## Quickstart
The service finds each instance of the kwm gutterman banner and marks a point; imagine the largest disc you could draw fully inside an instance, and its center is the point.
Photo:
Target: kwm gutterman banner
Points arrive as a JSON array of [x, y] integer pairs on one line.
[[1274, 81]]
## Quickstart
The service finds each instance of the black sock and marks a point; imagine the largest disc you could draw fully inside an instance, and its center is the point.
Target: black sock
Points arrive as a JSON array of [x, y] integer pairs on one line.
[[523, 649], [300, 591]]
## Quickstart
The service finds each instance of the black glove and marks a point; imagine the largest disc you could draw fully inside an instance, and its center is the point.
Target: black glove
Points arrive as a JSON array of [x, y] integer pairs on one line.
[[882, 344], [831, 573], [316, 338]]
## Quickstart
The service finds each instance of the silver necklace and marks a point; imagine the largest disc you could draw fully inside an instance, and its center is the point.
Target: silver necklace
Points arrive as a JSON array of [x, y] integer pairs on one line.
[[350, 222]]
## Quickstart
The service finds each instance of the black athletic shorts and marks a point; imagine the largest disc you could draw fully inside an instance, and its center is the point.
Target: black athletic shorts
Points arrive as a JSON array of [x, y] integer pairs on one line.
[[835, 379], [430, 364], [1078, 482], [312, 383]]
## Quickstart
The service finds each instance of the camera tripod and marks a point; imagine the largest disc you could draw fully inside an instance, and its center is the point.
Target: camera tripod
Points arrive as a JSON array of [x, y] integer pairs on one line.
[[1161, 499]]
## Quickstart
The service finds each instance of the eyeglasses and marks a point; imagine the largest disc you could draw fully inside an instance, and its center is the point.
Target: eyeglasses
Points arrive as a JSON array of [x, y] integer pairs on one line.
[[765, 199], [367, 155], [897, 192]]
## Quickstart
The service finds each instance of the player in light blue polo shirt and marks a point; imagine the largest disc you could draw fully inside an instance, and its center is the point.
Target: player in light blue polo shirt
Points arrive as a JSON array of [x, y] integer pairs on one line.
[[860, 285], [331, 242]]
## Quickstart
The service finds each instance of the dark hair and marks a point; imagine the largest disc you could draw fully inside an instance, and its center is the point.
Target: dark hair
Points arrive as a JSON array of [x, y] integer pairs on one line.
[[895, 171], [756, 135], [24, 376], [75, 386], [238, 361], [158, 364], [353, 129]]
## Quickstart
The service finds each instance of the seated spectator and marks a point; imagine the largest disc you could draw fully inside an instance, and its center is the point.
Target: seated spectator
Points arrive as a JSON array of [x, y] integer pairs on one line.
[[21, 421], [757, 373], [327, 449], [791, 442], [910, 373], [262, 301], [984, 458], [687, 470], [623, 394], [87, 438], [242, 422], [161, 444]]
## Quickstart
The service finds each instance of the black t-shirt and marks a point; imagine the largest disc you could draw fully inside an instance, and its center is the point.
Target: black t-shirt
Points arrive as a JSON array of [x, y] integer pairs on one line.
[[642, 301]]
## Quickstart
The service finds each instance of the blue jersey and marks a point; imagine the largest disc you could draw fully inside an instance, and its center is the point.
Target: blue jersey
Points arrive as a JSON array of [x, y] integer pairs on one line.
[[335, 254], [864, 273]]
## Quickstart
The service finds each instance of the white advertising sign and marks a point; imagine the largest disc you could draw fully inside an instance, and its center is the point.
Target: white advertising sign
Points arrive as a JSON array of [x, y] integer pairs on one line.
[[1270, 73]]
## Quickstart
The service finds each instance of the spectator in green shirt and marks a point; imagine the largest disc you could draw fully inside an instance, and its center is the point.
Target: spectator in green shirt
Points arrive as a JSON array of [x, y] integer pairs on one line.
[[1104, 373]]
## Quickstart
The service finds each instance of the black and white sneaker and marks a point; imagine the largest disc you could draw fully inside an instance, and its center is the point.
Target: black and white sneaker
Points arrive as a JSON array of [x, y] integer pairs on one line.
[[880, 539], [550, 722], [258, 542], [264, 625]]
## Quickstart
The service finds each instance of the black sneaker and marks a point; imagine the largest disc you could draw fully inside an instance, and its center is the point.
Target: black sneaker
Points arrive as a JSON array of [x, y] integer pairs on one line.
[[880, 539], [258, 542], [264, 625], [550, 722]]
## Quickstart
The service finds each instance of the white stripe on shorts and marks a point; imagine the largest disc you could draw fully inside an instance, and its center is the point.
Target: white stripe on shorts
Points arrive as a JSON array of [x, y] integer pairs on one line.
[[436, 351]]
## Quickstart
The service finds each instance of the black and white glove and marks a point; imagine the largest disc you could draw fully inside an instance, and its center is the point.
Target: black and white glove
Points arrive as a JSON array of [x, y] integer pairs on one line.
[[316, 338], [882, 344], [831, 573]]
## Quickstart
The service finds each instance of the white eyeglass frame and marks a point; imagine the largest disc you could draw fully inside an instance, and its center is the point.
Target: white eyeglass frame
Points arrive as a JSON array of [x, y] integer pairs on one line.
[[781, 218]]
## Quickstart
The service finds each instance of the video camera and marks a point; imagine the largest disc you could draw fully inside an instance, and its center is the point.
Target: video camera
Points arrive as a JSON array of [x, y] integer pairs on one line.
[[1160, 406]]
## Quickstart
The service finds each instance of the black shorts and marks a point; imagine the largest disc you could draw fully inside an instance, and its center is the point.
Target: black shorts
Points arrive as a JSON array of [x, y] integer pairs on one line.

How to complete this task » Go through the listing above and state how many of its lines contain "hair", with no other words.

Output below » 2